## [WORK REQUEST]
Any image in the records is to be dropped, and everything else duplicated precisely.
--------------------------------------------------
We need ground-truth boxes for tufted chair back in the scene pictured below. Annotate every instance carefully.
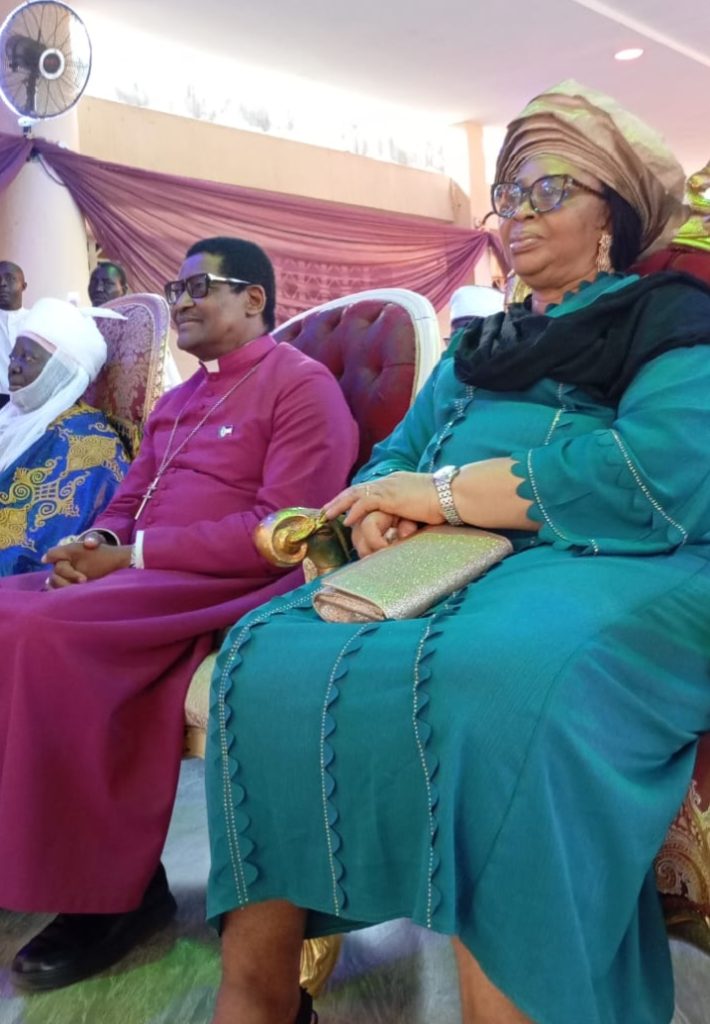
[84,293,171,458]
[273,289,440,472]
[633,245,710,285]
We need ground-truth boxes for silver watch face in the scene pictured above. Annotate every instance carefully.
[433,466,462,525]
[434,465,457,483]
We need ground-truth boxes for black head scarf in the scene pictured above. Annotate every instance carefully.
[453,272,710,404]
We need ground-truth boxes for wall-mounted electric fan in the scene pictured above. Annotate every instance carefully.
[0,1,91,121]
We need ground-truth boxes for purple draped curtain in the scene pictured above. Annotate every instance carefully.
[0,133,32,192]
[0,130,506,322]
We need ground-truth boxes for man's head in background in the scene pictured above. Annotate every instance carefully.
[0,262,27,311]
[89,262,129,307]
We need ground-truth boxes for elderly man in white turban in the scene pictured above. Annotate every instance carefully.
[0,297,130,575]
[448,284,505,340]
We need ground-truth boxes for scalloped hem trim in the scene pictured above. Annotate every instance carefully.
[210,588,316,909]
[411,588,471,928]
[320,622,381,916]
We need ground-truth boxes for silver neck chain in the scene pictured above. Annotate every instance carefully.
[134,350,270,521]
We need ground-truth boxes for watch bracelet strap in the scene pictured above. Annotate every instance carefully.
[434,468,464,526]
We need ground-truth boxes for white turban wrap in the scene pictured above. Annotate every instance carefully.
[450,285,505,322]
[0,298,109,472]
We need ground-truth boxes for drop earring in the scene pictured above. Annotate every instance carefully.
[596,232,613,273]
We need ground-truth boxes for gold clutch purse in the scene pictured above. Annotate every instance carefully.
[312,525,513,623]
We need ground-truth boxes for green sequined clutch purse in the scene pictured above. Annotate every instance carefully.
[312,525,513,623]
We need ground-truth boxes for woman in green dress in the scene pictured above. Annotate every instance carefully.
[205,82,710,1024]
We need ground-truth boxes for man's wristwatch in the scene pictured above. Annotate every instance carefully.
[432,465,464,526]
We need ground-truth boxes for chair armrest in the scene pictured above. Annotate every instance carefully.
[253,507,351,577]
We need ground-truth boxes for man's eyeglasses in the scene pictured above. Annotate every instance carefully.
[491,174,606,219]
[164,272,252,306]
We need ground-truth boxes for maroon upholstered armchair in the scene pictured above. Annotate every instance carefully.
[274,288,440,472]
[633,244,710,285]
[183,288,441,758]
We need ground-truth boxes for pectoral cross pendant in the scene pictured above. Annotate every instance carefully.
[134,477,160,520]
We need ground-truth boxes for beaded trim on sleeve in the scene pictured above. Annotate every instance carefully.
[526,449,599,554]
[609,429,688,544]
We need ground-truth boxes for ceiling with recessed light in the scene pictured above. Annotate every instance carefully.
[73,0,709,174]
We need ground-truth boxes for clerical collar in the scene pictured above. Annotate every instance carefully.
[199,333,273,376]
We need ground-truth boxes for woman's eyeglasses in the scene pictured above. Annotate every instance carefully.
[164,272,251,306]
[491,174,606,219]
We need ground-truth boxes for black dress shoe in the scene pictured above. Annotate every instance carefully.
[11,862,177,992]
[296,986,319,1024]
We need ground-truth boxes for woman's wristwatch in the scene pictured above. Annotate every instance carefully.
[432,465,464,526]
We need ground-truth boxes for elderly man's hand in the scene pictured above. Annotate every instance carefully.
[43,532,132,589]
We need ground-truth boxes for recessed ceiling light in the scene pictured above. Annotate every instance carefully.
[614,48,644,61]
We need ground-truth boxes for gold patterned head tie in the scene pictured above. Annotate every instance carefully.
[495,80,687,257]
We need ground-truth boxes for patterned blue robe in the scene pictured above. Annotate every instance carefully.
[0,401,129,575]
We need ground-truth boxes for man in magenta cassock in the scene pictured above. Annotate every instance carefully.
[0,237,358,990]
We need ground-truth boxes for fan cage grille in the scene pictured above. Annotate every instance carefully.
[0,1,91,120]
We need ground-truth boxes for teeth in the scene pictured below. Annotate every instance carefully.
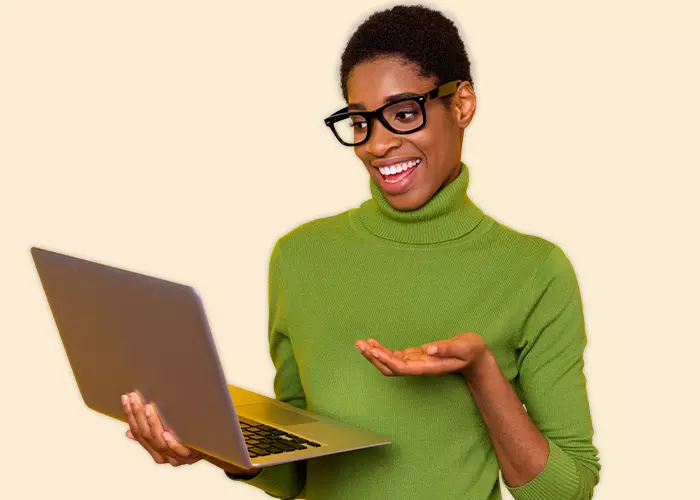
[378,159,421,176]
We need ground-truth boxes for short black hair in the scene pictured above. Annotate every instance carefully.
[339,4,473,106]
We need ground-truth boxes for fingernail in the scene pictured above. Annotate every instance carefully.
[370,350,379,357]
[356,344,365,352]
[130,393,136,403]
[163,432,172,441]
[145,405,151,417]
[121,394,127,404]
[428,345,437,355]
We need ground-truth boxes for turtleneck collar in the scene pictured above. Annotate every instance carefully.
[353,161,485,244]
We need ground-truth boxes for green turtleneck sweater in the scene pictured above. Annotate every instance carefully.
[225,162,601,499]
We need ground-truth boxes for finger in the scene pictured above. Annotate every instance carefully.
[422,338,462,357]
[355,340,394,374]
[122,393,166,464]
[354,340,372,356]
[123,393,169,464]
[143,403,171,455]
[122,394,142,440]
[165,454,186,467]
[366,339,402,358]
[162,431,198,461]
[356,339,398,360]
[140,401,200,464]
[425,332,484,358]
[129,392,154,441]
[125,423,168,464]
[365,338,384,349]
[140,438,169,464]
[358,346,396,376]
[368,348,419,376]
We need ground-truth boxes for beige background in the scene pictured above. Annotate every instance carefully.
[1,1,698,498]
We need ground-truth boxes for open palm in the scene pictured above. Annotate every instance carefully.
[354,332,488,377]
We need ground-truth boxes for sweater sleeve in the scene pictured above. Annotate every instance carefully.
[505,245,601,500]
[224,239,308,499]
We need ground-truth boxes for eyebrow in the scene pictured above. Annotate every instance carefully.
[347,91,421,111]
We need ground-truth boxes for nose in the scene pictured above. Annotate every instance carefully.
[364,117,401,157]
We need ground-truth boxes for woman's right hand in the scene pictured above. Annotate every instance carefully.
[121,391,261,477]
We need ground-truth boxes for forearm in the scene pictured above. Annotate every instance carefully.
[462,350,549,487]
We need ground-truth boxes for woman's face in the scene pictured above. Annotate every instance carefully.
[346,56,475,210]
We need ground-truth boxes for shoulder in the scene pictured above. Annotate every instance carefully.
[485,217,578,285]
[270,209,353,260]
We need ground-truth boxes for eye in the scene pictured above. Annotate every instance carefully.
[393,108,419,122]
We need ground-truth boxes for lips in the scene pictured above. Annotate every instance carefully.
[383,166,415,183]
[374,159,422,195]
[371,157,423,168]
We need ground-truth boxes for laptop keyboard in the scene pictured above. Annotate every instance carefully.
[238,416,322,458]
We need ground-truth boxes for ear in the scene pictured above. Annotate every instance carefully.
[452,81,476,129]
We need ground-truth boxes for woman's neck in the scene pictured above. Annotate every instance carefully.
[354,161,485,244]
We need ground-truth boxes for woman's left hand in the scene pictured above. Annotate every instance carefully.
[355,332,490,377]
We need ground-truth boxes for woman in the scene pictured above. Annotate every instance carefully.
[121,5,601,499]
--------------------------------------------------
## [WRITTEN ANSWER]
We need ground-truth boxes for tufted chair back in the scene pictured below. Annotate every instance carefully.
[84,293,171,458]
[273,289,440,472]
[633,245,710,285]
We need ground-truth boxes for silver watch face in the scene pictured above. Annotate every instance carefully.
[433,466,462,525]
[434,465,457,483]
We need ground-truth boxes for black head scarf in the scene pictured above. Annotate every instance carefully.
[453,272,710,404]
We need ground-truth boxes for wall-mounted electric fan in the scene pictured above. Annotate every instance carefully.
[0,1,91,121]
We need ground-truth boxes for purple draped curtain in the scene pictured above. Annotate every instance carefully.
[0,133,32,192]
[0,130,506,322]
We need ground-truth boxes for man's head in background in the scene pictured above. Annotate every instance carefully.
[0,262,27,311]
[89,262,129,307]
We need ground-truth boxes for elderly man in white turban in the scene pictured above. Annotate every instance carefully.
[0,297,130,575]
[448,284,505,340]
We need ground-truth boxes for scalloped hem trim in the scene pictured above. Annotate every instance carefully.
[210,588,316,909]
[411,588,471,928]
[320,622,381,916]
We need ground-truth boxes for silver neck chain in the scene pictured above. Annotate every instance carefully.
[134,350,270,521]
We need ground-truth boxes for watch bracelet strap in the scene pictured above. Annotate every instance carefully.
[434,468,464,526]
We need ground-truth boxes for white turban wrap in the scene pictured above. Annotate every instance carefully.
[450,285,505,322]
[0,298,109,472]
We need ground-truth boxes for drop earring in the scene pictured above. Annotate every instance carefully.
[596,232,613,273]
We need ground-truth boxes for gold clutch purse in the scene pictured above. Annotate every instance carefully.
[312,525,513,623]
We need ground-truth boxes for green sequined clutch purse in the scene pictured above. Annotate every instance carefully.
[312,525,513,623]
We need ground-truth boxes for woman in green dress in the scene pictured above. Annotate every instance carefully.
[205,82,710,1024]
We need ground-truth boxes for man's wristwatch in the scene pictured above. Annotate every instance carefully.
[432,465,464,526]
We need ground-truth boxes for chair armrest in the scene pictured above. Annotate every instance carefully.
[253,507,351,577]
We need ground-truth boxes for man's eyeglasses in the scene pictured above. Annotate every instance carefully.
[491,174,606,219]
[164,272,252,306]
We need ground-truth boxes for maroon upholstered armchair in the scene pictured above. Annotate every instance carefully.
[274,288,440,472]
[633,244,710,285]
[183,288,441,758]
We need ground-truth boxes for pectoral cross pendant in the scene pictured above. Annotate every instance carefully.
[134,477,160,520]
We need ground-truth boxes for beaded trim on sleeve in the scene pictured above. Annotate every instance carefully.
[526,449,599,554]
[609,429,688,544]
We need ground-truth boxes for ceiling with recessed light in the scene pictured above. Annotate every instance carefully.
[73,0,709,174]
We need ground-truth boxes for clerical collar in the scene pictured above. Annotate every instance carefully.
[199,333,273,376]
We need ground-truth boxes for woman's eyeglasses in the scene pictured above. Annotate every instance carefully.
[164,272,251,306]
[491,174,606,219]
We need ground-truth boxes for black dress shoe in the scene pictured above. Annotate every instance carefully.
[11,862,177,992]
[296,986,319,1024]
We need ground-truth boxes for woman's wristwatch in the scene pictured above. Annotate every instance carefully.
[432,465,464,526]
We need ground-truth boxes for elderly man's hand in the scene pictured above. Annotate every instance carefully.
[43,532,132,589]
We need ground-truth boxes for recessed ceiling light in the scene pictured above. Annotate every instance carefully.
[614,48,644,61]
We need ground-truth boxes for gold patterned head tie in the scene pictured above. Annotate every instance carefully.
[495,80,687,257]
We need ground-truth boxes for patterned blue robe in the scene pictured above. Annotate every instance carefully.
[0,401,129,575]
We need ground-truth boxes for man in magenta cassock in the scene pictured above. Annotate every instance carefully.
[0,237,358,990]
We need ground-truth boxes for fan cage grille in the scene pictured above. Annotate every instance carefully.
[0,1,91,120]
We need ground-truth boxes for teeth in the scene pictured below. Annotate every instance carefully.
[378,159,421,176]
We need ground-truth boxes for short black hair in the scene pictured above. Annotate every instance carefully.
[339,4,473,106]
We need ground-truth boxes for fingernail in the scene pictured above. Annotate every instance carefully.
[370,350,379,357]
[356,344,365,352]
[130,393,136,403]
[163,432,172,441]
[145,405,151,417]
[121,394,127,404]
[428,345,437,355]
We need ground-truth boxes for turtleneck collar in the scene pictured above. Annotate every instance carefully.
[353,161,485,244]
We need ground-truth boxes for green turtleneck sweater in the scene pictured above. Annotate every instance carefully.
[225,162,601,499]
We need ground-truth boxes for finger in the scene pictured above. Annotate every instance carefully.
[422,338,462,357]
[355,340,394,374]
[122,393,166,464]
[354,340,372,356]
[123,393,169,464]
[143,403,171,455]
[122,394,142,440]
[165,454,186,467]
[366,339,402,358]
[162,431,198,461]
[356,339,398,360]
[140,401,200,464]
[425,332,484,358]
[129,392,154,441]
[125,423,168,464]
[365,338,384,349]
[140,438,169,464]
[358,346,396,376]
[368,348,419,376]
We need ground-truth boxes for beige background in the scene pictured above. Annotate every instance carefully.
[1,1,698,498]
We need ground-truth boxes for open palm in the scene pictured above. Annotate every instance carefully.
[354,332,488,377]
We need ground-truth boxes for sweater sleeve in the scene pictured above. Annotate every instance carefully.
[505,245,601,500]
[224,239,308,499]
We need ground-truth boxes for eyebrow in the scene pictured above. Annotate every instance carefully.
[347,91,421,111]
We need ground-truth boxes for nose in the scene pictured above. Annotate every instance carefully.
[364,117,401,157]
We need ground-truth boxes for woman's right hand in the scene pictured above. Annotate every instance carefully.
[121,391,261,477]
We need ground-truth boxes for forearm in the scene pictured above. Annotate every instance carefully.
[462,350,549,487]
We need ground-truth boxes for woman's face in the scene pictured above. Annotate every instance carefully.
[346,56,475,210]
We need ground-truth boxes for shoulder in the scene pictured above. Annotate every instance carefully.
[485,217,578,285]
[270,209,353,260]
We need ground-truth boxes for eye in the scene pictured above. Annotate every instance carefully.
[393,108,419,122]
We need ground-truth boxes for lips in the scene pictured above. Annotate every instance carefully.
[383,166,415,183]
[374,159,422,195]
[371,157,423,168]
We need ground-truth boxes for laptop keyboard in the scene pictured above. Annotate every instance carefully.
[238,416,322,458]
We need ground-truth boxes for ear in the scene pictured above. Annotate every instance carefully.
[452,81,476,129]
We need ground-truth boxes for woman's neck in the scene pictured above. Annotate every instance carefully.
[354,161,485,244]
We need ground-truth boxes for woman's left hand in the scene pictured above. Annotate every instance carefully.
[355,332,490,377]
We need ground-truth boxes for woman in the scene pictured above. Annotate every instance carefully.
[121,5,601,499]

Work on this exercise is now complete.